Управление как таковое необходимо при движении. Лежать на печи и бить баклуши можно без всякого руководства.
Теоретики Международного валютного фонда всерьез говорят о том, что демократия априори невозможна в стране, где большинство населения живет на 2 доллара в день[70]. И этот вывод подтверждается. Нищета прямо связана с бездеятельностью. Там, где люди активно трудятся, они и богаче, и самостоятельнее, независимее. Способность к самоуправлению, желание самим решать важные вопросы — следствие и самой по себе активности, и общественного богатства. В Сомали или в Центрально-Африканской Республике и даже в Индии и на Кубе с демократией все обстоит как-то очень уж непросто.
Для исторических времен трудно вывести формулу, подобную этой: «Не менее двух долларов в день на человека». Но ведь нищий, забитый крестьянин — что в странах Древнего Востока, что во Франции XIV века, был не только беден. Он и самоуправления не знал. Разве что время от времени поднимался на бунт, «бессмысленный и беспощадный».
Россия же во все времена, с древнего вечевого строя и до казачьего круга, до земского самоуправления XIX — начала XX века, стремилась к самоуправлению. Об этом написано мало книг, и даже монография эмигрантского историка С. Г. Пушкарева[71] — только начало темы. А управиться собой сами люди хотят самостоятельные, трудолюбивые и активные... Лентяям и захребетникам, холуям и дармоедам демократия ни с какой стороны не нужна.

┄┄┄┄┄┄

Скопируйте из текста о самоуправлении дословно всё, начиная со слов «Россия же во» и вплоть до слов «стороны не нужна.».

┄┄┄┄┄┄

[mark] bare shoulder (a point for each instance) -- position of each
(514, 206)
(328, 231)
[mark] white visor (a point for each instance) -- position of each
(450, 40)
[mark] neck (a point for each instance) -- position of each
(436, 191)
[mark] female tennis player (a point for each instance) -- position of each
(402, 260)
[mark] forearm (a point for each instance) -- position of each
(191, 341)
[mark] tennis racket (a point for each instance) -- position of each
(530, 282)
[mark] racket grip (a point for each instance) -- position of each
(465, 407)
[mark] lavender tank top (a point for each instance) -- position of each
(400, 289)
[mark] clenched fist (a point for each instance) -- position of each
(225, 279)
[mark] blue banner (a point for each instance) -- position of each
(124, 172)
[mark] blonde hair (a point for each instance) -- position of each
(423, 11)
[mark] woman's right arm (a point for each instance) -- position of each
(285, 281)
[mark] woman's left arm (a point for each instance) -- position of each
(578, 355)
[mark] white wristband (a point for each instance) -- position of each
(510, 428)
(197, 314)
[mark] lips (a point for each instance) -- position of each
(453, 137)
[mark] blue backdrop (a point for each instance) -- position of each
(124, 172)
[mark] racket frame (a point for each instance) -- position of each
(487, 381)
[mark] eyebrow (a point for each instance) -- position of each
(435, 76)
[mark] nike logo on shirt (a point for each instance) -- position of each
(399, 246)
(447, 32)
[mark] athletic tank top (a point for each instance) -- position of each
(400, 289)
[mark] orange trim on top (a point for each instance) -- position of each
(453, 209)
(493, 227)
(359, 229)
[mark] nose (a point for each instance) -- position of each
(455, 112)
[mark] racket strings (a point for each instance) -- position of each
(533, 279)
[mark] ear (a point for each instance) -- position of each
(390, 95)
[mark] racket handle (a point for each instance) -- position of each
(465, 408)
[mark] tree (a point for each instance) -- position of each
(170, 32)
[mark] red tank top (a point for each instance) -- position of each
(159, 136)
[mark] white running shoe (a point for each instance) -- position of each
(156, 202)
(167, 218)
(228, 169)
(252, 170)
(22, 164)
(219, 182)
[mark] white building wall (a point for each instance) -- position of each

┄┄┄┄┄┄

Полный ответ —
Россия же во все времена, с древнего вечевого строя и до казачьего круга, до земского самоуправления XIX — начала XX века, стремилась к самоуправлению. Об этом написано мало книг, и даже монография эмигрантского историка С. Г. Пушкарева[71] — только начало темы. А управиться собой сами люди хотят самостоятельные, трудолюбивые и активные... Лентяям и захребетникам, холуям и дармоедам демократия ни с какой стороны не нужна.